##### Supplied text #####
Report issued on Norwich hotel redevelopment
Norwich - A report outlining details of a proposal by a hotel developer to use $2.8 million in future property tax revenue to finance the redevelopment of a defunct hotel project on Route 82 was presented to the City Council Tuesday night and will be the subject of a public hearing March 26.
The Hampton Project Municipal Development Plan was written by staff at the Norwich Community Development Corp. using project details provided by hotel developer CT Norwich LLC, a subsidiary of Winston Hospitality Inc.
Winston took over the abandoned, nearly complete, hotel project last May, but the building had been subject to three years of vandalism, metal thieves, weather damage and deterioration after the project was abandoned in 2010 by the previous developer.
The Municipal Development Plan is the required first step if the city plans to go forward with the request for tax increment financing - in which property taxes owed to the city would instead be used to pay off the bonds. Winston has asked that $140,000 per year for 20 years of future property tax revenue be used to pay off 9 percent of the project's financing.
##### Data under study #####
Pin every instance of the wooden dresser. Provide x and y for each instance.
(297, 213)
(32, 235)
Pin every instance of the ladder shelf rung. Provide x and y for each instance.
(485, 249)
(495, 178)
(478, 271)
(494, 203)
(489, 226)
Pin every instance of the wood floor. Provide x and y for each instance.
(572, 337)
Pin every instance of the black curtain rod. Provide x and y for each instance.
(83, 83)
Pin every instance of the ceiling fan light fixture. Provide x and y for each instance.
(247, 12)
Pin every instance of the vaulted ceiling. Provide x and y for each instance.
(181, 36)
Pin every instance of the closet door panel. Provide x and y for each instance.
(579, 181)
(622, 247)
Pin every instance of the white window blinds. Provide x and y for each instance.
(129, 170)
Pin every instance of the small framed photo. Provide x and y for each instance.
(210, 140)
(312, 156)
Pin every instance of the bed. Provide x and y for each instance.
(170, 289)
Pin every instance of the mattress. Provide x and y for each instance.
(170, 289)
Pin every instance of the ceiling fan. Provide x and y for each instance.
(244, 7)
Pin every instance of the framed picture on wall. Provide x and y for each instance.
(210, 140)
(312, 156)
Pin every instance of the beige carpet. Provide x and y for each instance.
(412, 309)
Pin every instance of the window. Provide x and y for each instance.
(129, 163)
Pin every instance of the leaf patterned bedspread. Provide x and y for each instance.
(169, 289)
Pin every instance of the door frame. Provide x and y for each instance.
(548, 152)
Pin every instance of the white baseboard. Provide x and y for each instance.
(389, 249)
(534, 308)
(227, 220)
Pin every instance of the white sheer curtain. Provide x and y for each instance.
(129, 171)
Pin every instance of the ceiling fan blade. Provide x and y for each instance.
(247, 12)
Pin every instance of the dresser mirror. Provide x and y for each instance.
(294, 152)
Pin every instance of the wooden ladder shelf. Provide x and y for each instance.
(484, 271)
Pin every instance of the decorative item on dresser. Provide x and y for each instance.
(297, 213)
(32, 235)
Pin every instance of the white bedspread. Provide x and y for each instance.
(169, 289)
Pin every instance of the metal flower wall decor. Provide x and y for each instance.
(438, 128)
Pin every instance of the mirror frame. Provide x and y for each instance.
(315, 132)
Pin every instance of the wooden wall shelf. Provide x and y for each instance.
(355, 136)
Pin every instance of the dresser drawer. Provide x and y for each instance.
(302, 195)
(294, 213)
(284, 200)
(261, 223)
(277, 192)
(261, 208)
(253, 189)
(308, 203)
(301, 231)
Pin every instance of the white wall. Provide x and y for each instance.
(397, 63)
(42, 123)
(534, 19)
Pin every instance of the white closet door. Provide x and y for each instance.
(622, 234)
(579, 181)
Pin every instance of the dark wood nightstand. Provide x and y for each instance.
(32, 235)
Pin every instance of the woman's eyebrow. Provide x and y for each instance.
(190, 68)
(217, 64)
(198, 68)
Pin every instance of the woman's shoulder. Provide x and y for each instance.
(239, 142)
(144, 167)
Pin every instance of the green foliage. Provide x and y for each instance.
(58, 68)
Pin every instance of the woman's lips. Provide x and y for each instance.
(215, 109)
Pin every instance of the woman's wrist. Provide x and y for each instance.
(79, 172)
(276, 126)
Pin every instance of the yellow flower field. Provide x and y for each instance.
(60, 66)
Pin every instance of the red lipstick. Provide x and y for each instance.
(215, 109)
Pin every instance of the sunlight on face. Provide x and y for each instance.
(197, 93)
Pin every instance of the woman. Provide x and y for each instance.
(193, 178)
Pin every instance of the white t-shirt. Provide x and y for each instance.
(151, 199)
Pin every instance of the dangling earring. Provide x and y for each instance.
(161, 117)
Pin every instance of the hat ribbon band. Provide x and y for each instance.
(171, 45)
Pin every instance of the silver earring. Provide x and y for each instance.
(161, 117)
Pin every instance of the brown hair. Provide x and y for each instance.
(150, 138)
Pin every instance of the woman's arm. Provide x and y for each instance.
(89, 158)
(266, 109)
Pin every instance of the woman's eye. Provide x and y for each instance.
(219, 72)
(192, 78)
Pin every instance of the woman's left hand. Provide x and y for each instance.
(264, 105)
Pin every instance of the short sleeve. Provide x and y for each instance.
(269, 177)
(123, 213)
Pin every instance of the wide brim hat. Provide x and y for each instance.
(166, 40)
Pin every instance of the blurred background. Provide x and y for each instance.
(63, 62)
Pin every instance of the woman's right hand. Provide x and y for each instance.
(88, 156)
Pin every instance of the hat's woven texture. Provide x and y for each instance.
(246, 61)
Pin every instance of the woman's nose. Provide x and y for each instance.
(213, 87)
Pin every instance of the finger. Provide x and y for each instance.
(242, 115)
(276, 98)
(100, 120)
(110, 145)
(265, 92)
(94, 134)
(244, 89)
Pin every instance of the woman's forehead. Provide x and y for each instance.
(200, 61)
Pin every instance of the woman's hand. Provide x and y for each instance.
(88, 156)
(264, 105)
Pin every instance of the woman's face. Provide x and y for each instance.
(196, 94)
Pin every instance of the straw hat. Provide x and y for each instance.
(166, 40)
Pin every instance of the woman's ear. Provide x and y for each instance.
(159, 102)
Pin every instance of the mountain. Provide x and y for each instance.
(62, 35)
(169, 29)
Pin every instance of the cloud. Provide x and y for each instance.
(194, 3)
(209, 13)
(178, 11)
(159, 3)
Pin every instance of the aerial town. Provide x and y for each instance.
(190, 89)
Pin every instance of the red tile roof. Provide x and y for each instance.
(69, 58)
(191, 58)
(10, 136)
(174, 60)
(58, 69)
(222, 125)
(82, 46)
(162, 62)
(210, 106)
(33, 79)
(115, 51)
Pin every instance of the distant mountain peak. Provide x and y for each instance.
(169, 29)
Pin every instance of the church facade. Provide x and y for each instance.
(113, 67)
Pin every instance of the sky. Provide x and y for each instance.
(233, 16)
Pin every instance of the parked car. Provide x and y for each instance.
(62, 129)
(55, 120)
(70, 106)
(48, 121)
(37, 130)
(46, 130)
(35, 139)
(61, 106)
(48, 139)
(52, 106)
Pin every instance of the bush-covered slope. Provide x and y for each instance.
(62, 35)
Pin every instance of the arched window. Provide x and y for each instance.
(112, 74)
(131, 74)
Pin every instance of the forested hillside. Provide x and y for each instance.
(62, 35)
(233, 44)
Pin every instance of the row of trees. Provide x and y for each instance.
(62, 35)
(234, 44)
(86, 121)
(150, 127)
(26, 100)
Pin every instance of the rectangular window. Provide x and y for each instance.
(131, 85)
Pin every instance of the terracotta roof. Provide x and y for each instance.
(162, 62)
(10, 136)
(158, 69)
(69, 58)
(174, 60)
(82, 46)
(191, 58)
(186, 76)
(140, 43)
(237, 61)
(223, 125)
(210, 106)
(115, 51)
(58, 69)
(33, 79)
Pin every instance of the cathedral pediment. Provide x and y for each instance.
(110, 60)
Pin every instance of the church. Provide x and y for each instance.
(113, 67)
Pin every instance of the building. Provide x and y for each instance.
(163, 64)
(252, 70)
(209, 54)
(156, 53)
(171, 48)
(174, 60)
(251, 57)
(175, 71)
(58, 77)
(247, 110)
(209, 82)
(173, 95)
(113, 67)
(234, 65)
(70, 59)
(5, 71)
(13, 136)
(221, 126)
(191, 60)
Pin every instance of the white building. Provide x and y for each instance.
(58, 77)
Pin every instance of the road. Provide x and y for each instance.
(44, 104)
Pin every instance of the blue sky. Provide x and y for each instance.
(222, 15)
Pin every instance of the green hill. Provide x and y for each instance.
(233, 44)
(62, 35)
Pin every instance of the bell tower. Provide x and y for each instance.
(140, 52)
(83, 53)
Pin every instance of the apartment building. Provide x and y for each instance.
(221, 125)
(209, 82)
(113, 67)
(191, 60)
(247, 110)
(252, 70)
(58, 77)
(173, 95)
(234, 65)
#####
#### Work request 1
Set down, word for word, the part of the Norwich hotel article from "The Hampton Project" up to and including "the project's financing.".
#### Work request 2
In one to three sentences, explain why the Norwich hotel article says a Municipal Development Plan had to be written for the project.

#### Output 1
The Hampton Project Municipal Development Plan was written by staff at the Norwich Community Development Corp. using project details provided by hotel developer CT Norwich LLC, a subsidiary of Winston Hospitality Inc.
Winston took over the abandoned, nearly complete, hotel project last May, but the building had been subject to three years of vandalism, metal thieves, weather damage and deterioration after the project was abandoned in 2010 by the previous developer.
The Municipal Development Plan is the required first step if the city plans to go forward with the request for tax increment financing - in which property taxes owed to the city would instead be used to pay off the bonds. Winston has asked that $140,000 per year for 20 years of future property tax revenue be used to pay off 9 percent of the project's financing.

#### Output 2
The Municipal Development Plan is the required first step if the city plans to go forward with the request for tax increment financing. Under that financing, property taxes owed to the city would instead be used to pay off the bonds.